──────── Raw records
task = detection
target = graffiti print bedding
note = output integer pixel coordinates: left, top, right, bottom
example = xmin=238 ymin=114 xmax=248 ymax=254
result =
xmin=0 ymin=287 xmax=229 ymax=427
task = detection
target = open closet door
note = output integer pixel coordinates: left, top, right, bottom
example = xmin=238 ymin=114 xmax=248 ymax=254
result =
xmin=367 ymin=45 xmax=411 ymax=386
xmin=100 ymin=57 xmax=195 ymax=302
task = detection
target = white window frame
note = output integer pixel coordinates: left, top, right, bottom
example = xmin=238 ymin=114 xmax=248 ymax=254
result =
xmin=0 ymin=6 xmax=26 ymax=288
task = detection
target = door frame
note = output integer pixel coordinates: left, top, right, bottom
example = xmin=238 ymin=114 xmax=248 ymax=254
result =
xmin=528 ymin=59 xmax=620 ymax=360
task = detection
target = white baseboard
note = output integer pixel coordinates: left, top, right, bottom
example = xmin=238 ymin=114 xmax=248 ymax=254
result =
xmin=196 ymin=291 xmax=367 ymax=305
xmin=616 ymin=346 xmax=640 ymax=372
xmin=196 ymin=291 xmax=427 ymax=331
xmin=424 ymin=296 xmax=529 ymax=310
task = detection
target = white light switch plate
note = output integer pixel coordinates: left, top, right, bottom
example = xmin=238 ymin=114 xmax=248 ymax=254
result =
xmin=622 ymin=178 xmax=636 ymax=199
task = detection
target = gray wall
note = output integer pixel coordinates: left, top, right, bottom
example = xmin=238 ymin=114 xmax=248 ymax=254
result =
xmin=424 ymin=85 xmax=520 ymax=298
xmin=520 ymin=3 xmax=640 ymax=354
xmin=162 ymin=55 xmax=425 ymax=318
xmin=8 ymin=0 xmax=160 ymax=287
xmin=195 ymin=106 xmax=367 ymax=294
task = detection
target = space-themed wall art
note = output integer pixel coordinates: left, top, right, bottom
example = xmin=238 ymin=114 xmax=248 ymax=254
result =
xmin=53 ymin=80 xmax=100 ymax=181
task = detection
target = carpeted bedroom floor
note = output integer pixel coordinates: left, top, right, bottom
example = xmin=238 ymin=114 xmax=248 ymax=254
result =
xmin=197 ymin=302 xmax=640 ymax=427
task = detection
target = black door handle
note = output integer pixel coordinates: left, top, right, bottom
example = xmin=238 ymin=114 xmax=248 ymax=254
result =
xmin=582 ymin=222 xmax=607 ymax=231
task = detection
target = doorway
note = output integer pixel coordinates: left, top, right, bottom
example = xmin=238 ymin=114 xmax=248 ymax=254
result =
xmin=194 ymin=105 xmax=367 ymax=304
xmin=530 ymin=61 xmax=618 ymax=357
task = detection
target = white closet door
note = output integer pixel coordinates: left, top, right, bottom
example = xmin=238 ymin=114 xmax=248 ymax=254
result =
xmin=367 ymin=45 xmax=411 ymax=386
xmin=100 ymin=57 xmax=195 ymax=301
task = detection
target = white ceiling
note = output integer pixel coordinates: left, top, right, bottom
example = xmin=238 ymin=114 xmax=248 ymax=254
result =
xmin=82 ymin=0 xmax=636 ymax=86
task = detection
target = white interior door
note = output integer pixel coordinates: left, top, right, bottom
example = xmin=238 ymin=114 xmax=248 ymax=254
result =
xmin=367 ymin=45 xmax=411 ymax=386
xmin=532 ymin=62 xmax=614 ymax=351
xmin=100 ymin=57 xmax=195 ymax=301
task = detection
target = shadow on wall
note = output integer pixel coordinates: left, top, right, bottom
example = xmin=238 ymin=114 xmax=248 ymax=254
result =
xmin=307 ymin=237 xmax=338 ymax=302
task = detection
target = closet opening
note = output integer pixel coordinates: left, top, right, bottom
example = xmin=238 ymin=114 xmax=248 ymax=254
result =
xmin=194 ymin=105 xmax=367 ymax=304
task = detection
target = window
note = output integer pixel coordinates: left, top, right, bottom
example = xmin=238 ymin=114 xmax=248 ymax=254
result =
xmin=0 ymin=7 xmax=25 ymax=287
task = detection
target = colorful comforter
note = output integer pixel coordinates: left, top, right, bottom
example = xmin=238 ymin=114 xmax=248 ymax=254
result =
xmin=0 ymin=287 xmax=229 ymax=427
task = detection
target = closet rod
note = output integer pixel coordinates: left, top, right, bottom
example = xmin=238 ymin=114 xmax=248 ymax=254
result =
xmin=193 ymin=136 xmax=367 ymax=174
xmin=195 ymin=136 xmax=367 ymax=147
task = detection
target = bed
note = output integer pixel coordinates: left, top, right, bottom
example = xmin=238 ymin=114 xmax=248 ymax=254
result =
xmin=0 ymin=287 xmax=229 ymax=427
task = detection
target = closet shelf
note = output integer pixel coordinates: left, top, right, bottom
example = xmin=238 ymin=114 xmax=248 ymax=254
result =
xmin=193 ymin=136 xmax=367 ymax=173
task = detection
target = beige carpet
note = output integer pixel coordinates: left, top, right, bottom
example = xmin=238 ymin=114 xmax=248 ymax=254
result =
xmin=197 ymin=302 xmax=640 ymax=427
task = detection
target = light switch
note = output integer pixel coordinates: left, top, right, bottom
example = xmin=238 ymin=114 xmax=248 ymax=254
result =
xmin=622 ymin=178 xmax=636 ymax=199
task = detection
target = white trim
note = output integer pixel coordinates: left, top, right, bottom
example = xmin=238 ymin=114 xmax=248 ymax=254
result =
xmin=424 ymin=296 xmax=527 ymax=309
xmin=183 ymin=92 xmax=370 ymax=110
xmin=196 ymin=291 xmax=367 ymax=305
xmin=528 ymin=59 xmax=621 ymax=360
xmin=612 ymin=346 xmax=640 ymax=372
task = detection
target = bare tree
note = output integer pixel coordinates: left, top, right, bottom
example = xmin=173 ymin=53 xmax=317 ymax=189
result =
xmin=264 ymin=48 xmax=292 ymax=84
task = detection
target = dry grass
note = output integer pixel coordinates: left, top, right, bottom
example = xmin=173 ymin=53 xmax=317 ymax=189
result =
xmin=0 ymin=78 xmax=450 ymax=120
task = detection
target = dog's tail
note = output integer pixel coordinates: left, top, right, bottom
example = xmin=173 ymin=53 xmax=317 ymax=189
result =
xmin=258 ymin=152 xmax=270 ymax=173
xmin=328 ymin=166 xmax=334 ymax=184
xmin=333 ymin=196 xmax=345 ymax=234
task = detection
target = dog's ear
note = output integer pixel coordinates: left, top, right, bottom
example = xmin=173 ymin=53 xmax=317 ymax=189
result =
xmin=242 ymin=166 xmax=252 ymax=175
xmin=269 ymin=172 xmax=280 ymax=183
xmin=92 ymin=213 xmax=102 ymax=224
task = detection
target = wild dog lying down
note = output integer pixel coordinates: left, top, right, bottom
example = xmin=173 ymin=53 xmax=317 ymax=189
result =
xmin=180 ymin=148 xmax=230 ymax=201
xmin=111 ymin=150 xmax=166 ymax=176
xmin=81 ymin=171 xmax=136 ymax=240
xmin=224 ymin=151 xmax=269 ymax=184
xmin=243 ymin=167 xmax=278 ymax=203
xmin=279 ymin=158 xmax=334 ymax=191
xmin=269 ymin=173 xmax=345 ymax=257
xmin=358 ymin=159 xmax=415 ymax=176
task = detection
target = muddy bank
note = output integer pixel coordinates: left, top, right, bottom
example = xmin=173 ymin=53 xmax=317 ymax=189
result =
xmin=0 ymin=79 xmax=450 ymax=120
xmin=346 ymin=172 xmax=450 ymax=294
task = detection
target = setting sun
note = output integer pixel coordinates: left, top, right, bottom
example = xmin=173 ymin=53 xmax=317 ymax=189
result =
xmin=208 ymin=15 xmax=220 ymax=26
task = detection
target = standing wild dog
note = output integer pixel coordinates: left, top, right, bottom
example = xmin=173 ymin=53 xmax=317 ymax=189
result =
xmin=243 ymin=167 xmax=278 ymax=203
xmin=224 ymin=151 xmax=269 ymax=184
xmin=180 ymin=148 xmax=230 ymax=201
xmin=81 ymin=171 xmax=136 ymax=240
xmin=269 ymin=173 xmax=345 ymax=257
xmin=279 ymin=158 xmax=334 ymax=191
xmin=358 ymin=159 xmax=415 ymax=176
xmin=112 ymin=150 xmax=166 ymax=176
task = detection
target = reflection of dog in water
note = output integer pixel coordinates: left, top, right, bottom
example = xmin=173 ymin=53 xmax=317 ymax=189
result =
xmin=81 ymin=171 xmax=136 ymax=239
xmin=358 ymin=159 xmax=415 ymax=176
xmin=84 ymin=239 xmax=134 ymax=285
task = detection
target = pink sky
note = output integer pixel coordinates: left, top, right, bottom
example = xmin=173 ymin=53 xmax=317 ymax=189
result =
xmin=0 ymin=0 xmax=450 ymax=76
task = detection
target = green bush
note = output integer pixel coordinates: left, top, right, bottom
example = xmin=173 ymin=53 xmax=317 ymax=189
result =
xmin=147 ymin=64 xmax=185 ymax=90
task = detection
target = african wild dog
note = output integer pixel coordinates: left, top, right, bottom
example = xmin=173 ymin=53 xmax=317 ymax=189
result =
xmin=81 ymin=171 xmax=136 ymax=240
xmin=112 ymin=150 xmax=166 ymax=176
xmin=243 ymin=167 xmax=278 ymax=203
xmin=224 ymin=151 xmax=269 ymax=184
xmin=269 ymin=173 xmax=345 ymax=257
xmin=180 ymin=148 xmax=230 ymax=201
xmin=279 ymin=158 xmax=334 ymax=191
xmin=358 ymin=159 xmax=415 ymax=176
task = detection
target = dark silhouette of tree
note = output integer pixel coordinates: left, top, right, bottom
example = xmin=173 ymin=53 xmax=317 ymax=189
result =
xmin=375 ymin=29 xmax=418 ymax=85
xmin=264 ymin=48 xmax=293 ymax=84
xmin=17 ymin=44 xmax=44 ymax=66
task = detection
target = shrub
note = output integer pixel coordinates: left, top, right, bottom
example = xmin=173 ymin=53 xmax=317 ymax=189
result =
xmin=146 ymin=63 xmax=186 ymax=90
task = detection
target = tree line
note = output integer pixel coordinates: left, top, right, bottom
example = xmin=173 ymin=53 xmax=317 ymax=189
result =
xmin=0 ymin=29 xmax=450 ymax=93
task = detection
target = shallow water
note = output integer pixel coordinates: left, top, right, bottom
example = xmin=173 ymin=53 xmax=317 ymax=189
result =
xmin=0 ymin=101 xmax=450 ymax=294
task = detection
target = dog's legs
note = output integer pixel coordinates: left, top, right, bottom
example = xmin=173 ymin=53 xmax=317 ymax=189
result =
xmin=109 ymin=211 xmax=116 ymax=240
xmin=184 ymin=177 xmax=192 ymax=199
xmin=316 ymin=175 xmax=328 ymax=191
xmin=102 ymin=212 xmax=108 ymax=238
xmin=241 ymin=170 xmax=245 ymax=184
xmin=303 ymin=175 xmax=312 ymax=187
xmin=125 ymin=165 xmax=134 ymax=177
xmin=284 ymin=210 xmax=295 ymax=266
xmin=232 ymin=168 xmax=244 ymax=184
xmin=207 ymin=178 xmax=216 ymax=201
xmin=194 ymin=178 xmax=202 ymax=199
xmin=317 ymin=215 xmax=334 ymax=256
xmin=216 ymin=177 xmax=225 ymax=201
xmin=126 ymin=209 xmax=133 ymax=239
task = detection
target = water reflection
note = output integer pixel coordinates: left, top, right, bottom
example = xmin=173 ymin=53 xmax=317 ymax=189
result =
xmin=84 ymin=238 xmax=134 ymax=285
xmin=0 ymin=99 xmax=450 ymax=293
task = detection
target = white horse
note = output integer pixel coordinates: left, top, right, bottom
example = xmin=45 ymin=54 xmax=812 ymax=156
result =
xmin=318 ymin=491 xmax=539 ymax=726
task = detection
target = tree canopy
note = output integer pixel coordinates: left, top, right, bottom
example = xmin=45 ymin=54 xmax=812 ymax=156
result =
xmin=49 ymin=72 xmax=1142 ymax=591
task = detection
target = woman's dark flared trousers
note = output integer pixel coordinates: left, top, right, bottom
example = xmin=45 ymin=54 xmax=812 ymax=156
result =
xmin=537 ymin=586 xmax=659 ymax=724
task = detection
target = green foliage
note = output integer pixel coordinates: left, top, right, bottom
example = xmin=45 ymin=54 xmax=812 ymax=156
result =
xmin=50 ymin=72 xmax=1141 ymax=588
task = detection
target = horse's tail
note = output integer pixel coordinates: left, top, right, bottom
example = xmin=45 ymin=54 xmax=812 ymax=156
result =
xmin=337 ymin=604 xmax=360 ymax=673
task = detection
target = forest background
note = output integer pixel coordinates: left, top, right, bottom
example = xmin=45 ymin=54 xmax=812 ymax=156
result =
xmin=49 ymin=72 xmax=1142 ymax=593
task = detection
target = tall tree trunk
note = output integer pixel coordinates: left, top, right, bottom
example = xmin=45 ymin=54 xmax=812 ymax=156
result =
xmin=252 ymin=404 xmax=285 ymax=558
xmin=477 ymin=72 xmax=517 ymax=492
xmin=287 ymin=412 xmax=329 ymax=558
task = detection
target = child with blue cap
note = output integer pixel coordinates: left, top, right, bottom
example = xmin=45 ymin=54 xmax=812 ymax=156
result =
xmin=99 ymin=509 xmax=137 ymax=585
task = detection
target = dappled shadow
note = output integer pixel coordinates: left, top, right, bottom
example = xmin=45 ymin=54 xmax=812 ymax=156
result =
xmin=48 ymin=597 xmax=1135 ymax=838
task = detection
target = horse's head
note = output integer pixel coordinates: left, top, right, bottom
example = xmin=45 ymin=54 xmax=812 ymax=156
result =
────────────────
**Short exercise**
Starting at the first line and stopping after the line that has "xmin=0 ymin=6 xmax=26 ymax=288", copy out every one of those lines, shifting each box coordinate in the answers up by 36.

**Answer to this problem**
task = detection
target = graffiti print bedding
note = output integer pixel coordinates: left, top, right, bottom
example = xmin=238 ymin=114 xmax=248 ymax=254
result =
xmin=36 ymin=323 xmax=265 ymax=463
task = detection
target = open closet door
note = output integer pixel coordinates: left, top, right, bottom
example = xmin=238 ymin=114 xmax=248 ymax=254
result =
xmin=403 ymin=81 xmax=447 ymax=422
xmin=136 ymin=93 xmax=231 ymax=338
task = detection
target = white window frame
note = output integer pixel coordinates: left, top, right, bottom
example = xmin=238 ymin=114 xmax=248 ymax=254
result =
xmin=36 ymin=42 xmax=62 ymax=324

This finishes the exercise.